Texto fornecido:
----------

18 novembro 2012


Outros mapas
Cartografia dos plantios na Resex Alto Juruá

Estou muito satisfeito de estar aqui. Gostaria de agradecer o convite a organização do seminário Outros Mapas agradecendo ao Pedro em nome de Mariana Pantoja, coordenadora do Aflora e coordenadora do PNCSA no Acre.
Meu nome é Amilton Mattos, eu vivo no acre; sou professor de artes no curso de formação docente indígena, isto é, trabalho nos escombros do que se chamou Universidade da Floresta; a institucional, pois a universidade da floresta nômade continua em movimento, a se proliferar, afinal o fim último da universidade, de toda a universidade, é se tornar universidade da floresta.
O fato de falar desde a área de artes deve marcar a perspectiva de cartografia que será apresentada.
Sou pesquisador do AFLORA, Laboratório de Antropologia e Florestas, sediado na UFAC e que se dedica a pesquisar os problemas do corte epistêmico natureza/cultura nas relações entre saberes diferentes, sejam estas relações de diálogo ou guerra entre saberes. Parte do resultado dessas pesquisas foram reunidos num artigo, publicado na revista Mediações.
Sou pesquisador do PNCSA, que no Acre está sediado no Aflora. O Projeto Nova Cartografia Social da Amazônia tem alguns anos no Acre e um fascículo publicado: os Kuntanawa.
Hoje o núcleo Acre do PNCSA atua em duas frentes: Mariana e eu trabalhando junto aos agentes sociais do Alto Juruá (Resex) e Terri Aquino e José Carlos Meireles trabalhando com os chamados povos isolados.
Na atual etapa do PNCSA o problema colocado pela pesquisa é o seguinte: como/de que forma o uso dos recursos naturais associado aos conhecimentos tradicionais apontaria alternativas aos processos/vetores de desmatamento na Amazônia.
Esse é o ponto de partida que vamos tomar aqui para pensar nossas cartografias dos plantios. Vou apresentar algumas referências desse trabalho de forma a introduzir a fala de Antonio Caxixa, coordenador do Grupo Vida e Esperança agroecologia.
Nossa cartografia não é um processo acabado, ela está se iniciando.
Temos enfocado, portanto, os plantios como uso dos recursos naturais mediado pelos (e, claro, problematizando os) conhecimentos tradicionais como alternativa ao desmatamento (o que será também tratado por Antonio Caxixa), e apostamos que os plantios podem ser entendidos como conhecimentos tradicionais aplicados não apenas no “uso dos recursos naturais”, mas também na produção de territórios ou novas territorialidades como tratou Carlos Valter.

----------

Tarefa obrigatória 1: Identifique todas as linhas abaixo que contêm a palavra "clear" e copie cada uma delas.

----------

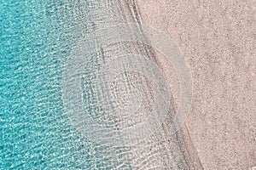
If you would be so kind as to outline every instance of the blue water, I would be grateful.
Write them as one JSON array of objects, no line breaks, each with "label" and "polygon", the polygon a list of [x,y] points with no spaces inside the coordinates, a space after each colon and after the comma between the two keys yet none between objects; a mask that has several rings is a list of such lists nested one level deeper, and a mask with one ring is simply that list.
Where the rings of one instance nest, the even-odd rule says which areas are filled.
[{"label": "blue water", "polygon": [[0,169],[102,164],[61,99],[67,56],[93,26],[84,9],[83,1],[0,0]]}]

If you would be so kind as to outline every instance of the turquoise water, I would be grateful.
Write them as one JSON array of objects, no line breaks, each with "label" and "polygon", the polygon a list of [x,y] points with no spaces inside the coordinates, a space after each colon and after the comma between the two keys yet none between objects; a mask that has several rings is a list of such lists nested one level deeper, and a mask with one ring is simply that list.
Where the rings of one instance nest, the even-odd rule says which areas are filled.
[{"label": "turquoise water", "polygon": [[61,99],[67,56],[93,25],[86,5],[0,0],[0,169],[102,164],[95,146],[70,125]]}]

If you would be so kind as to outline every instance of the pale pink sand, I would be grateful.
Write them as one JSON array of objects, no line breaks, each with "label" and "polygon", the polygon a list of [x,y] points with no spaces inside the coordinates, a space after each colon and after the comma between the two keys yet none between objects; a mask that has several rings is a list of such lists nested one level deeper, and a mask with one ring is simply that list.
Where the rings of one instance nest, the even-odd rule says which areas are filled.
[{"label": "pale pink sand", "polygon": [[[194,99],[186,126],[202,167],[256,166],[255,0],[137,4],[143,24],[164,31],[190,65]],[[177,104],[177,76],[165,67]]]}]

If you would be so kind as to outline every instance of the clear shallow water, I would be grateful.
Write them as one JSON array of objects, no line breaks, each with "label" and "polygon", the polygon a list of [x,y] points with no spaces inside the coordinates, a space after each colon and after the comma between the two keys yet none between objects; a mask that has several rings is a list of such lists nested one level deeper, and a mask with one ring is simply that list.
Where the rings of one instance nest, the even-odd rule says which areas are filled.
[{"label": "clear shallow water", "polygon": [[[81,1],[0,0],[0,169],[101,166],[64,114],[67,56],[92,29]],[[92,161],[94,160],[94,161]]]}]

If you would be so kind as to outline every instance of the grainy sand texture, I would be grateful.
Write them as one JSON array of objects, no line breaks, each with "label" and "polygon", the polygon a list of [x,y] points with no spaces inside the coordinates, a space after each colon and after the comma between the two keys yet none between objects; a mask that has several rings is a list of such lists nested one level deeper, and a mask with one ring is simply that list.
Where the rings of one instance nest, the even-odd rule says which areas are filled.
[{"label": "grainy sand texture", "polygon": [[[255,4],[137,0],[143,25],[166,33],[189,63],[194,96],[187,137],[204,169],[256,166]],[[162,64],[177,107],[177,75],[172,65]]]}]

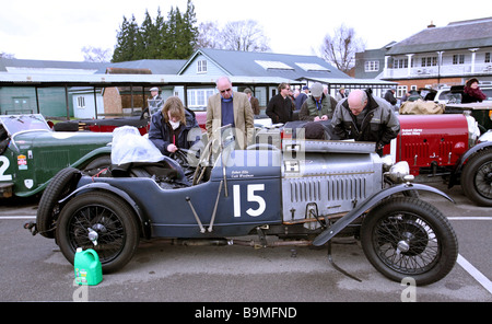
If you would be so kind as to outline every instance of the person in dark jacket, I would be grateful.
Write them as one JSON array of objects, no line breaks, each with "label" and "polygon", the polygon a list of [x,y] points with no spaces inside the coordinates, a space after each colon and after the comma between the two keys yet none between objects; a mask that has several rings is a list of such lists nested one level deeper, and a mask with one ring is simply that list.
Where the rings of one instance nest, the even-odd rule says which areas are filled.
[{"label": "person in dark jacket", "polygon": [[194,128],[199,129],[195,113],[185,109],[179,97],[171,96],[162,111],[152,115],[149,139],[163,155],[169,155],[178,149],[189,149],[200,140],[201,131],[191,132]]},{"label": "person in dark jacket", "polygon": [[301,120],[328,120],[333,115],[337,101],[323,92],[323,84],[316,82],[311,88],[311,96],[304,102],[298,113]]},{"label": "person in dark jacket", "polygon": [[465,83],[465,89],[462,91],[461,103],[477,103],[482,102],[487,99],[487,95],[480,90],[479,81],[476,78],[468,80]]},{"label": "person in dark jacket", "polygon": [[391,105],[396,105],[397,100],[395,97],[396,88],[391,88],[385,93],[385,100]]},{"label": "person in dark jacket", "polygon": [[379,155],[400,131],[400,121],[389,103],[363,90],[352,91],[338,103],[331,126],[340,139],[375,142]]},{"label": "person in dark jacket", "polygon": [[265,112],[273,124],[292,121],[292,100],[289,96],[289,83],[279,84],[279,93],[273,95]]}]

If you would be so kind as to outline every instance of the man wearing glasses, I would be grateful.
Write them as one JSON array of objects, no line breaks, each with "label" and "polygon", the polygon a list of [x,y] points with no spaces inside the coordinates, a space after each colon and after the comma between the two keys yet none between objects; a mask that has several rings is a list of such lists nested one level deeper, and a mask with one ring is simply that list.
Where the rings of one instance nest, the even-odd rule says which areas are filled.
[{"label": "man wearing glasses", "polygon": [[207,104],[206,128],[209,139],[215,129],[232,125],[238,149],[246,149],[253,142],[254,121],[253,109],[248,96],[242,92],[234,92],[227,77],[221,77],[215,82],[219,93],[209,97]]},{"label": "man wearing glasses", "polygon": [[292,100],[289,96],[289,90],[291,89],[289,83],[279,84],[279,93],[273,95],[267,105],[265,112],[268,117],[271,118],[273,124],[292,121]]}]

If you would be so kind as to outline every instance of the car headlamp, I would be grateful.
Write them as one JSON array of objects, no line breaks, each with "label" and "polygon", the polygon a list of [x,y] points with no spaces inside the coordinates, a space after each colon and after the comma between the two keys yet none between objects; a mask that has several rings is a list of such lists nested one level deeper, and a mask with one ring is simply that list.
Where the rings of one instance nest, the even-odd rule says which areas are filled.
[{"label": "car headlamp", "polygon": [[410,182],[414,178],[414,176],[410,174],[410,166],[407,161],[395,163],[389,169],[388,176],[394,183]]}]

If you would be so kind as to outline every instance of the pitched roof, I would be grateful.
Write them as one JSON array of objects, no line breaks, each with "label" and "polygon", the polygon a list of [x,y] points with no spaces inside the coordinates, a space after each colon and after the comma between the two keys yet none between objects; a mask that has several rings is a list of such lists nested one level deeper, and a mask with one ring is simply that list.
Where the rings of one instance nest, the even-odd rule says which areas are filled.
[{"label": "pitched roof", "polygon": [[106,63],[97,73],[106,73],[106,68],[149,69],[152,74],[176,74],[186,63],[184,59],[140,59],[116,63]]},{"label": "pitched roof", "polygon": [[395,44],[387,55],[468,49],[492,46],[492,18],[429,27]]},{"label": "pitched roof", "polygon": [[0,71],[7,72],[8,68],[16,69],[69,69],[69,70],[98,70],[106,67],[107,62],[85,62],[85,61],[57,61],[57,60],[34,60],[0,58]]},{"label": "pitched roof", "polygon": [[309,77],[350,79],[349,76],[317,56],[210,48],[198,49],[178,74],[181,74],[199,55],[212,60],[224,74],[229,76],[280,77],[289,80]]}]

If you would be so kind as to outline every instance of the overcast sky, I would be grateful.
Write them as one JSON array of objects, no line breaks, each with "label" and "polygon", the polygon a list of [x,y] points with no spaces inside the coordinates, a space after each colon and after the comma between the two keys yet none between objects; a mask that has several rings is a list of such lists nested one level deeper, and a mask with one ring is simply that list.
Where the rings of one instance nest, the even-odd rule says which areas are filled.
[{"label": "overcast sky", "polygon": [[[19,59],[82,61],[81,48],[114,49],[124,15],[138,24],[145,9],[154,19],[172,7],[186,11],[187,0],[23,0],[2,1],[0,53]],[[253,19],[263,27],[273,53],[316,55],[327,33],[344,23],[366,49],[402,40],[431,21],[449,22],[492,16],[491,0],[194,0],[198,23]],[[407,4],[408,3],[408,4]],[[411,3],[411,4],[410,4]]]}]

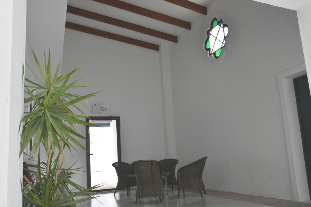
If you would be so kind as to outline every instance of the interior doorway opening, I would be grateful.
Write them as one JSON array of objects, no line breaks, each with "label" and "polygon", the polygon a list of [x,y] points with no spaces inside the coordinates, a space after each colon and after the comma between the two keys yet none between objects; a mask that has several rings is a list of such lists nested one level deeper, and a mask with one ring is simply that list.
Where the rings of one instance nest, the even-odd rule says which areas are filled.
[{"label": "interior doorway opening", "polygon": [[307,75],[294,79],[309,195],[311,195],[311,96]]},{"label": "interior doorway opening", "polygon": [[119,117],[92,117],[86,121],[100,127],[86,129],[87,187],[98,185],[94,191],[114,190],[118,180],[112,164],[121,161]]}]

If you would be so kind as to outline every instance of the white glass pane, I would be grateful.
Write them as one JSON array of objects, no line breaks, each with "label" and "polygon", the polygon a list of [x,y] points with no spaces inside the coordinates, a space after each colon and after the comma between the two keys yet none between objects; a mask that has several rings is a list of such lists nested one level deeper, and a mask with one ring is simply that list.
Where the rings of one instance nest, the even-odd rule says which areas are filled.
[{"label": "white glass pane", "polygon": [[226,37],[228,35],[228,27],[224,27],[224,34],[225,34],[225,36]]},{"label": "white glass pane", "polygon": [[215,40],[216,40],[214,36],[211,35],[210,37],[210,47],[211,47],[211,51],[213,50],[213,48],[214,47],[214,43],[215,43]]},{"label": "white glass pane", "polygon": [[216,38],[222,43],[224,41],[225,36],[224,36],[224,28],[222,27],[219,29],[219,32],[218,33],[218,35]]},{"label": "white glass pane", "polygon": [[219,26],[219,25],[216,26],[212,29],[211,31],[211,34],[214,37],[216,37],[217,36],[218,31],[219,30],[220,28],[220,27]]}]

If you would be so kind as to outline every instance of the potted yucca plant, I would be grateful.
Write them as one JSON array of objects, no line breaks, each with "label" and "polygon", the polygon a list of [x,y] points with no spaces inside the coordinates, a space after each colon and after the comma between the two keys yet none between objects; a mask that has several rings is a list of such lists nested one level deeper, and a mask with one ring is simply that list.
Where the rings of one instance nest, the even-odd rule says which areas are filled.
[{"label": "potted yucca plant", "polygon": [[[39,151],[37,160],[33,159],[35,162],[28,164],[24,162],[23,169],[25,173],[21,184],[23,206],[75,206],[77,204],[96,198],[89,194],[86,198],[78,200],[77,197],[88,195],[88,192],[97,186],[86,189],[71,181],[70,175],[73,173],[71,171],[77,169],[63,167],[64,161],[63,152],[66,148],[71,152],[76,150],[77,147],[86,150],[77,140],[86,139],[77,132],[76,126],[98,126],[80,119],[88,117],[76,105],[82,103],[81,101],[99,92],[82,96],[68,92],[71,88],[93,86],[76,84],[81,79],[68,83],[71,75],[85,65],[59,76],[60,61],[52,77],[50,49],[47,62],[44,54],[44,70],[33,51],[32,53],[41,77],[36,76],[30,68],[36,81],[25,79],[26,82],[25,92],[29,97],[24,99],[24,103],[32,103],[32,107],[21,121],[20,156],[32,140],[30,159],[39,151],[38,149],[41,146],[41,150],[45,152],[45,160],[47,161],[40,162]],[[24,67],[23,64],[23,71]],[[83,115],[75,114],[72,110],[73,108]]]}]

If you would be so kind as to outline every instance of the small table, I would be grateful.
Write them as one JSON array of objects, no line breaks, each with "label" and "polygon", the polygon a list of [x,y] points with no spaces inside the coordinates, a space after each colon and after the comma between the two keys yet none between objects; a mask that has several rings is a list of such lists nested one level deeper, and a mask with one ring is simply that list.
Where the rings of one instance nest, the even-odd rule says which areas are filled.
[{"label": "small table", "polygon": [[171,174],[170,173],[162,173],[162,178],[164,179],[164,183],[165,184],[165,190],[166,191],[165,195],[167,195],[167,176]]},{"label": "small table", "polygon": [[[164,179],[164,183],[165,184],[165,190],[166,192],[165,195],[167,195],[167,176],[171,174],[170,173],[162,173],[162,179]],[[135,174],[129,175],[128,176],[128,178],[132,178],[136,176]]]}]

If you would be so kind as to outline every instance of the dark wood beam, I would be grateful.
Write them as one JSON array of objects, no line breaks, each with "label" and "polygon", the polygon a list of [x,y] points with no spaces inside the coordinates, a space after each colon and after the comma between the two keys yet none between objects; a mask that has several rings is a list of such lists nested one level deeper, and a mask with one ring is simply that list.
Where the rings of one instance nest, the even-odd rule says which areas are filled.
[{"label": "dark wood beam", "polygon": [[119,9],[128,11],[150,18],[161,21],[171,25],[191,29],[190,22],[168,16],[156,11],[131,4],[119,0],[93,0],[95,2],[109,5]]},{"label": "dark wood beam", "polygon": [[123,43],[130,44],[132,45],[145,47],[151,50],[153,50],[156,51],[159,51],[160,50],[160,47],[158,45],[112,33],[100,29],[89,27],[83,25],[78,25],[68,21],[66,21],[65,27],[68,29],[71,29],[105,38],[122,42]]},{"label": "dark wood beam", "polygon": [[177,42],[177,37],[176,36],[145,27],[134,24],[120,20],[117,19],[115,19],[105,15],[81,9],[79,9],[69,5],[67,6],[67,12],[68,13],[79,15],[96,21],[99,21],[102,22],[112,25],[128,29],[130,29],[135,32],[146,34],[174,43]]},{"label": "dark wood beam", "polygon": [[205,15],[207,14],[207,10],[206,7],[190,1],[188,0],[164,0],[164,1],[201,13]]}]

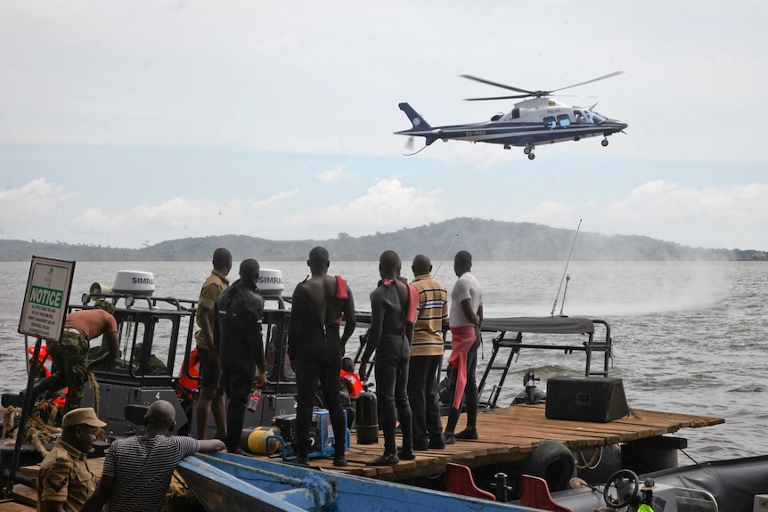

----------

Tarefa obrigatória 2: Escreva a continuação do texto sobre a cartografia dos plantios na Resex Alto Juruá, começando logo após a última frase apresentada.

Resposta 1:
If you would be so kind as to outline every instance of the clear shallow water, I would be grateful.
[{"label": "clear shallow water", "polygon": [[[81,1],[0,0],[0,169],[101,166],[64,114],[67,56],[92,29]],[[92,161],[94,160],[94,161]]]}]

Resposta 2:
Além da longa experiência de troca de saberes que caracteriza a antropologia criada na região e cuja figura de referência é o professor Mauro Almeida, nosso interesse cartográfico nos saberes veiculados nos experimentos se justifica também pela possibilidade de não enfocarmos uma identidade, nos interessa muito as possibilidades criadas por esse fato de não estarmos cartografando uma identidade, mas uma prática, um saber.


Os plantios

Pra falar sobre os plantios vou começar contando como cheguei no Juruá, onde vivo e trabalho desde 2007.
Em 2007 cheguei no Juruá acompanhado de Mariana Pantoja para um encontro de avaliação do Projeto de Pesquisa, onde foi realizado um balanço dos primeiros dezoito anos de Resex por parte dos pesquisadores nativos.
Foi quando conheci Caxixa e sua localidade que ele nos apresentou com muito gosto.
O Projeto de pesquisa, conforme apresentado pelos colegas Roberto e Roxo, foi um processo de construção coletiva de instrumentos que apontem referências para a gestão comunitária dos “recursos naturais”. 
Esse encontro de 2007 já se deu já no espaço do Centro Yorenka Antame de Saberes da floresta, centro ashaninka de formação em agroecologia idealizado por Benki Pianko, localizado no município de Marechal Taumaturgo e voltado a formação de comunidades indígenas e não indígenas da região.
Depois do encontro rumamos todos rio abaixo de batelão para Cruzeiro do Sul, onde ocorreu o encontro regional da SBPC que reuniu índios, extrativistas e antropólogos para falarem sobre a contribuição da antropologia para as comunidades locais ao longo das últimas décadas.
Nesse contexto, inspirados na velha aliança dos povos da floresta, entre índios e seringueiros, foi elaborado um pequeno projeto (aprovado no MMA) por Mariana Pantoja, Vera Olinda da Comissão Pró-Índio do Acre e Mauro Almeida que visasse fortalecer e criar condições a articulação proposta por Benke, isto é, em torno dos conhecimentos agroecológicos que poderiam ser compartilhados entre indígenas e moradores da Resex.
No caso, os intercâmbios foram estabelecidos ao longo de três anos de experiências agroecológicas com os indígenas da terra indígena Kaxinawá/Ashaninka do Rio Breu.
Avaliando o sucesso do projeto concluímos que dois pontos positivos foram o fato de se tratar de um pequeno projeto, ou melhor de um projeto pobre e claro o fator decisivo da coordenação local desenvolvida por Caxixa.
O resultado desses três anos de experiências foi o Grupo Vida e Esperança, grupo de plantadores de vida da Reserva Extrativista do Alto Juruá.
O grupo é composto por famílias de comunidades distribuídas nas diversas regiões da Resex.
Em três anos de projeto coordenado por Caxixa foram aproximadamente 50 mil mudas produzidas e plantadas.

Os plantios da cartografia (ou as novas velhas máquinas de guerra) 
Pra falar de nosso processo de cartografia quero retomar uma das epígrafe de Carlos Valter em sua apresentação, [a quem agradeço a oportunidade de ouvir o Chico Mendes crítico e combativo do campo de batalha]. Trata-se de uma frase de Chico Mendes, a quem, diga-se de passagem, é dedicada a Enciclopédia da floresta, ao lado de Adão Cardoso e Lévi-Strauss. Chico teria dito:
Se vocês quiserem acabar com as reservas extrativistas, é só começar a decreta-las por aí.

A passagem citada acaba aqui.